--- TASK DATA ---

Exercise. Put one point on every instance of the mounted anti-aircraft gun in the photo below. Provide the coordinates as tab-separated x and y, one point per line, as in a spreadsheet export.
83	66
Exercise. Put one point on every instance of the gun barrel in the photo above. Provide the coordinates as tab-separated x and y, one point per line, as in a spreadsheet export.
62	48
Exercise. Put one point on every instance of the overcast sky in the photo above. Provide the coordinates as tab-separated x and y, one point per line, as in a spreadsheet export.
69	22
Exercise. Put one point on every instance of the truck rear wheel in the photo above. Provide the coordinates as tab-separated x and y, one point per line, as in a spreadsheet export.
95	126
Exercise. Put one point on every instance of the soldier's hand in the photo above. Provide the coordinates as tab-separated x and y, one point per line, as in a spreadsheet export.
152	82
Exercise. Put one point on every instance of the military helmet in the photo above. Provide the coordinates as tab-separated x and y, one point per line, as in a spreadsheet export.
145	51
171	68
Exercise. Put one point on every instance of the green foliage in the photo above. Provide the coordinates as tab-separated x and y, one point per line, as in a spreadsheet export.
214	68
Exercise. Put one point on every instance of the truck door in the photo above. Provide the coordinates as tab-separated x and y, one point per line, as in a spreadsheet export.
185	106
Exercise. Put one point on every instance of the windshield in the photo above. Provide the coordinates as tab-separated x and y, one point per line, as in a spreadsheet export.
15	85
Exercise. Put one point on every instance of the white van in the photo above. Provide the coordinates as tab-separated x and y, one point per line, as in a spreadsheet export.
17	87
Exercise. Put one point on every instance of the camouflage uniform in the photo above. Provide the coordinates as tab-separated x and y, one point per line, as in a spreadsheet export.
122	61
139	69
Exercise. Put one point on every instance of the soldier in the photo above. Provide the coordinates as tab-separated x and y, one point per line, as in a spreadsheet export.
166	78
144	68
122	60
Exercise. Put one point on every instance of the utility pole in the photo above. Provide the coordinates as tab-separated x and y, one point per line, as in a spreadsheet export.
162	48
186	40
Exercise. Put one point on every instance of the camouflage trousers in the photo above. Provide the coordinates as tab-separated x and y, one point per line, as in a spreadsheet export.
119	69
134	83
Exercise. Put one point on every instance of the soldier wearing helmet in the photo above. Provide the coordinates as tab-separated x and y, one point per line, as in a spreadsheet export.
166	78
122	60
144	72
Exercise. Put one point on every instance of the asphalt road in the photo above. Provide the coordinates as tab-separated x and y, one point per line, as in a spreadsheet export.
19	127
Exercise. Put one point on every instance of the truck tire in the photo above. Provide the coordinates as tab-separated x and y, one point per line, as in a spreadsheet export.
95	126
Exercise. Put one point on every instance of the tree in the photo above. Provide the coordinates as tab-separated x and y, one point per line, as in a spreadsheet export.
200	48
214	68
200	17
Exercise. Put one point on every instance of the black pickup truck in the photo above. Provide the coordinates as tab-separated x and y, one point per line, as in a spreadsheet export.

---

[WORK INSTRUCTIONS]
Write each line of the data above out again without altering a word.

[RESULT OF THIS TASK]
Exercise. Put one point on every instance of the mounted anti-aircraft gun in the photo below. Provide the coordinates as tab-separated x and y, one point per line, as in a spreadsheet export.
83	66
Exercise. Put one point on every instance of the gun barrel in the photo above. Provide the coordinates as tab-separated x and y, one point per line, as in a spreadsheet export.
62	48
Exercise. Put one point on every instance of the overcast sky in the photo above. Provide the coordinates as tab-separated x and y, one point per line, as in a spreadsheet export.
69	22
Exercise. Put one point on every instance of the truck rear wheel in the photo above. Provide the coordinates as tab-separated x and y, one point per line, as in a spreadsheet export.
95	126
Exercise. Put one point on every instance of the soldier's hand in the photo above. Provide the coordinates as tab-separated x and y, one point per line, as in a spreadsheet export.
152	82
Exercise. Put one point on every instance of the military helmet in the photo above. Provide the coordinates as tab-separated x and y, one point per line, as in a spreadsheet export.
145	51
171	68
Exercise. Put one point on every instance of the green foliage in the photo above. Provide the coordinates as tab-separated x and y, one point per line, as in a spreadsheet export.
214	68
Exercise. Put one point on every instance of the truck door in the photo above. Provide the coordinates as tab-separated x and y, one point per line, as in a spreadsheet export.
185	106
Exercise. Put one point on every instance of the windshield in the photo above. Provide the coordinates as tab-separated x and y, one point per line, as in a spreadsheet export.
15	85
Exercise. Put one point on every instance of the white van in the photo above. Provide the coordinates as tab-separated x and y, one point per line, as in a spreadsheet export.
17	87
Exercise. Put one point on every instance of the camouflage uniform in the photo above. Provide the coordinates as tab-separated x and y, one point per line, as in a spreadsheet export.
122	61
139	69
Exercise. Put one point on every instance of the soldier in the photo above. Provide the coordinates as tab-separated x and y, one point per line, as in a spreadsheet export.
166	78
144	68
122	60
Exercise. Put one point on every instance of the utility pole in the photo above. Provide the coordinates as tab-separated x and y, one point per line, as in a spreadsheet export.
162	48
186	40
Exercise. Put one point on every instance of the camouflage trousers in the photo above. Provide the coordinates as tab-separated x and y, one point per line, as in a spreadsheet export.
119	69
134	83
Exercise. Put one point on every instance of the soldier wearing helmet in the photo above. Provide the coordinates as tab-separated x and y, one point per line, as in a spreadsheet export.
166	78
122	60
144	72
Exercise. Put one point on every instance of the asphalt road in the photo above. Provide the coordinates as tab-separated x and y, one point per line, as in a spreadsheet export.
19	127
Exercise. Put one point on every instance of the truck tire in the photo above. Provide the coordinates as tab-separated x and y, one point per line, as in a spreadsheet export.
95	126
Exercise. Put one point on every instance of the tree in the photo above. Provide the coordinates as tab-separated x and y, one point per line, as in a spreadsheet export.
200	48
214	68
200	17
Exercise. Put one point on every instance of the black pickup truck in the photo above. Provide the coordinates as tab-separated x and y, one point per line, as in a spreadsheet export.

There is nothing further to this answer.